Starting at the line that contains "Task: point out each instance of the tradingpost", return every line down to the end of the records below, exactly as written.

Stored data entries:

==============================

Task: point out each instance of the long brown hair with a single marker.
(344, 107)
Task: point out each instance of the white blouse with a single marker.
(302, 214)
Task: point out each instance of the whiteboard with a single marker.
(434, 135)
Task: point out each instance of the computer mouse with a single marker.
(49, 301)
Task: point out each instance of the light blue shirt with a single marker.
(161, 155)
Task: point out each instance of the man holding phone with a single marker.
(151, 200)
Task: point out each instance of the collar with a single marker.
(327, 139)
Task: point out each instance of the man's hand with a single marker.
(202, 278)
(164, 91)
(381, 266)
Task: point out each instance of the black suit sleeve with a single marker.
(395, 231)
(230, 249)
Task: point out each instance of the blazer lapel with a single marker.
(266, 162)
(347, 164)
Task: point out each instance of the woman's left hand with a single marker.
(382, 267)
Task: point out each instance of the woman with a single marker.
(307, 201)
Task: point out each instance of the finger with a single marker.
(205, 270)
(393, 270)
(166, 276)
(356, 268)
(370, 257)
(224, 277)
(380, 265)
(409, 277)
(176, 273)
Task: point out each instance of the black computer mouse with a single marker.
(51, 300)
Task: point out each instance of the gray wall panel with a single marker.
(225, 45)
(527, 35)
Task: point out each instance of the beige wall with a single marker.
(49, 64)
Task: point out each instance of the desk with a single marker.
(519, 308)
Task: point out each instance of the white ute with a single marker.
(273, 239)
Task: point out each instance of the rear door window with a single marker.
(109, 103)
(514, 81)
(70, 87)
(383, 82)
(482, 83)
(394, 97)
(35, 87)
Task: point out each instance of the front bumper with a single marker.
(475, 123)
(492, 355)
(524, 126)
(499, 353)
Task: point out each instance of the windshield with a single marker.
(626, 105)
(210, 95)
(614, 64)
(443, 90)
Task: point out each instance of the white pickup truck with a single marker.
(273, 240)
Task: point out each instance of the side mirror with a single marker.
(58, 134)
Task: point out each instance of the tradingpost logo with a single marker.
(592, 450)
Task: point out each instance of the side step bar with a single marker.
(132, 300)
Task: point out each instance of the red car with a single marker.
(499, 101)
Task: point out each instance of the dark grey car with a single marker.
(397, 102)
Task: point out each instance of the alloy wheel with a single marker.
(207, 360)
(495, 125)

==============================

-- Reply --
Task: point out each instance of the tradingpost logo with a single marker.
(592, 450)
Task: point out each instance of the side step bar with a single marker.
(132, 300)
Task: point out each instance of the red car with a single marker.
(499, 101)
Task: point out each instance of the dark grey car with a single marker.
(397, 102)
Task: point out each instance of the alloy wheel with a single marker.
(207, 360)
(495, 125)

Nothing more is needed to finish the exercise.